▶ What you have to do:
Write out every line of the rows below, requests included. Multiply each coordinate in the answers by 1.45 and round it to a whole number, rounding halves up.

Rows from a dataset:

_ _ _ _ _

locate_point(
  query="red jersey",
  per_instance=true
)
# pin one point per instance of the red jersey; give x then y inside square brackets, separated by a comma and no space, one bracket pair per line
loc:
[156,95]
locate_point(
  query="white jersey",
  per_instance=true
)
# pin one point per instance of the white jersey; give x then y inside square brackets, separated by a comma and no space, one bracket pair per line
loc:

_ _ _ _ _

▶ Correct output:
locate_point(
  query="red jersey",
  per_instance=true
)
# pin one point per instance of the red jersey; give x then y inside square brackets, separated by a comma and no space, one bracket pair per line
loc:
[226,138]
locate_point(
  query="white jersey",
  per_instance=true
)
# pin one point per instance of the white jersey; give x then y inside square brackets, separated by a comma and no space, one bracket pair per line
loc:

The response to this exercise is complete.